━━━ INFORMATION SHOWN ━━━

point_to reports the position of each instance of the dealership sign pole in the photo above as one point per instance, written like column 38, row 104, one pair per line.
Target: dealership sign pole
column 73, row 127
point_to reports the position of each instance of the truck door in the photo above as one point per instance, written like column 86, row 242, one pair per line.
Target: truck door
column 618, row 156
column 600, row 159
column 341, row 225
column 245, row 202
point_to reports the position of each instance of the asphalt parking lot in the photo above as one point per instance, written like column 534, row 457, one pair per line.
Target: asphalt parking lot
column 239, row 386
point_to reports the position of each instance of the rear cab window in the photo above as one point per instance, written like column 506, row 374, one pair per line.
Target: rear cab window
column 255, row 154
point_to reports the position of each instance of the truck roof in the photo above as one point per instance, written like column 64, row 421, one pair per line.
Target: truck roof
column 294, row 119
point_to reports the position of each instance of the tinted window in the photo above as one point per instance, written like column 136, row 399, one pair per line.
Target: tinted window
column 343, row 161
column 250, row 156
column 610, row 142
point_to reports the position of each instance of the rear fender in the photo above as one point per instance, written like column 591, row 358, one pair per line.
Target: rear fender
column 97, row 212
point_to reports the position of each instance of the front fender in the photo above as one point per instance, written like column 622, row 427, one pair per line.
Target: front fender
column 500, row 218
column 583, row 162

━━━
━━━ INFORMATION SHOWN ━━━

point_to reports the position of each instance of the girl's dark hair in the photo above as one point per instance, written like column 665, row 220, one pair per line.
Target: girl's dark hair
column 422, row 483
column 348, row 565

━━━
━━━ INFORMATION SHOWN ━━━

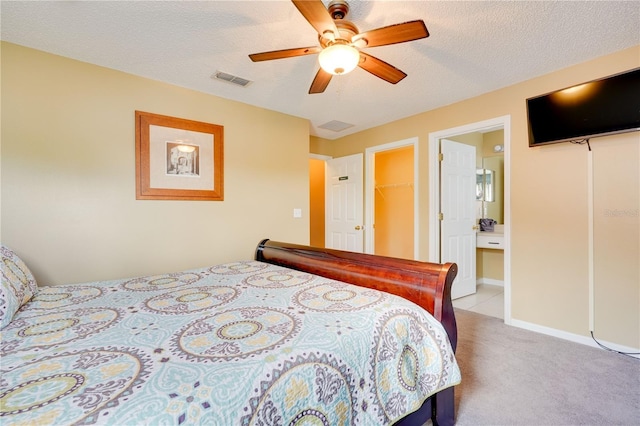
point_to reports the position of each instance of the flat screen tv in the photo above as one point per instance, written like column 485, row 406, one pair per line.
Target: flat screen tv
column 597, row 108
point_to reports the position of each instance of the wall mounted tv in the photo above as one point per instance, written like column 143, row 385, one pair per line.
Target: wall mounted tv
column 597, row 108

━━━

» STATED PROBLEM:
Give the lines of the records that run from the one containing "358, one pair per line." through the one containing "column 583, row 162", both included, as a Markdown table with the columns Row and Line, leaving out any blank lines.

» EXERCISE SOLUTION:
| Row | Line |
|---|---|
| 1 | point_to reports the position of each instance of the rear fender in the photo above as one point per instance, written like column 591, row 358, one pair per line. |
| 2 | Target: rear fender |
| 3 | column 97, row 212 |
| 4 | point_to reports the position of each instance of the front fender in the photo above as one point per instance, written like column 622, row 427, one pair per line. |
| 5 | Target: front fender |
| 6 | column 500, row 218 |
| 7 | column 583, row 162 |